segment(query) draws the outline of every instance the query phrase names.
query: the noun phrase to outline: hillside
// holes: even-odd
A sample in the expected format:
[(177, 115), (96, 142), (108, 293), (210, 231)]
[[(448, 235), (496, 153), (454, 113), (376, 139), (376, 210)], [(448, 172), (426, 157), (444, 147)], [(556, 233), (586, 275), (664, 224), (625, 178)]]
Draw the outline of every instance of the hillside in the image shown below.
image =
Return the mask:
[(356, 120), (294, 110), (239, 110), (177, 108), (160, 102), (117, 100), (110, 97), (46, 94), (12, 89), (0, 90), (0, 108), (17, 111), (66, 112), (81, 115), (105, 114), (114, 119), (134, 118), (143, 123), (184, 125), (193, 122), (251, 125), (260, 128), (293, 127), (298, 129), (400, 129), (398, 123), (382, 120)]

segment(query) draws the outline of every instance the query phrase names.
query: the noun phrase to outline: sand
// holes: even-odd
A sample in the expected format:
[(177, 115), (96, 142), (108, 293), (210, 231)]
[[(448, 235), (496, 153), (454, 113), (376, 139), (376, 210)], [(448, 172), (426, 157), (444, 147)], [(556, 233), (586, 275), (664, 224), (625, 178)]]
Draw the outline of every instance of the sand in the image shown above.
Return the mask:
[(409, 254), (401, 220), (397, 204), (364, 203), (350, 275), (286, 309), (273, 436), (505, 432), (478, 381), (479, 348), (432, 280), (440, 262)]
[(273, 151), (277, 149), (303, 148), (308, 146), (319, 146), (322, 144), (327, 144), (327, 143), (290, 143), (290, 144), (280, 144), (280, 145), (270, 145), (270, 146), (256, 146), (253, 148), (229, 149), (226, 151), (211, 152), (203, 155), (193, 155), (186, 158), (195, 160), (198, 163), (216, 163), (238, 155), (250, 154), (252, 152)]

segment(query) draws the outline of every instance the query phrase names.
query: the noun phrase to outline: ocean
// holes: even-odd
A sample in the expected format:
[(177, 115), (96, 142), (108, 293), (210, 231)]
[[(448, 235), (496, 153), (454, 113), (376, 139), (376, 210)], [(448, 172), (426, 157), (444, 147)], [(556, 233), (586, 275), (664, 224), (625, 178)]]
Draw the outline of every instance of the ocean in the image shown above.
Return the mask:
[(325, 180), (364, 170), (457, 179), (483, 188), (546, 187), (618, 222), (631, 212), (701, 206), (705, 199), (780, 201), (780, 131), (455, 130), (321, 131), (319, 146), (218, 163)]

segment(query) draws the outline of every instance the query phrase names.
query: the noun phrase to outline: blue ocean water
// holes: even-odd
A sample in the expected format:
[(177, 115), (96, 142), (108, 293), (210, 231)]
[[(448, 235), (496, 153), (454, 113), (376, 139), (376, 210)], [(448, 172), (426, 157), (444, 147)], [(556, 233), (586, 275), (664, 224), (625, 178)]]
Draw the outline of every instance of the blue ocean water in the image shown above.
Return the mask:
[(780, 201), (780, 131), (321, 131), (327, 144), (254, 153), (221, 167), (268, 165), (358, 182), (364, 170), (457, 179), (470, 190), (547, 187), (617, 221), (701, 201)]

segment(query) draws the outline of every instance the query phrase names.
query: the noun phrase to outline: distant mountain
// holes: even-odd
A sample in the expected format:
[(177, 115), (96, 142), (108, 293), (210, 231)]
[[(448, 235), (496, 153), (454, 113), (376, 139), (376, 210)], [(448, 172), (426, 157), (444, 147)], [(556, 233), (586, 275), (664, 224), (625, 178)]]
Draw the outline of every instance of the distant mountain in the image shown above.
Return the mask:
....
> [Brief] Pull every line containing the word "sand" out of the material.

> [Task solution]
query: the noun phrase to outline: sand
Draw the outline of every instance of the sand in the image shown above.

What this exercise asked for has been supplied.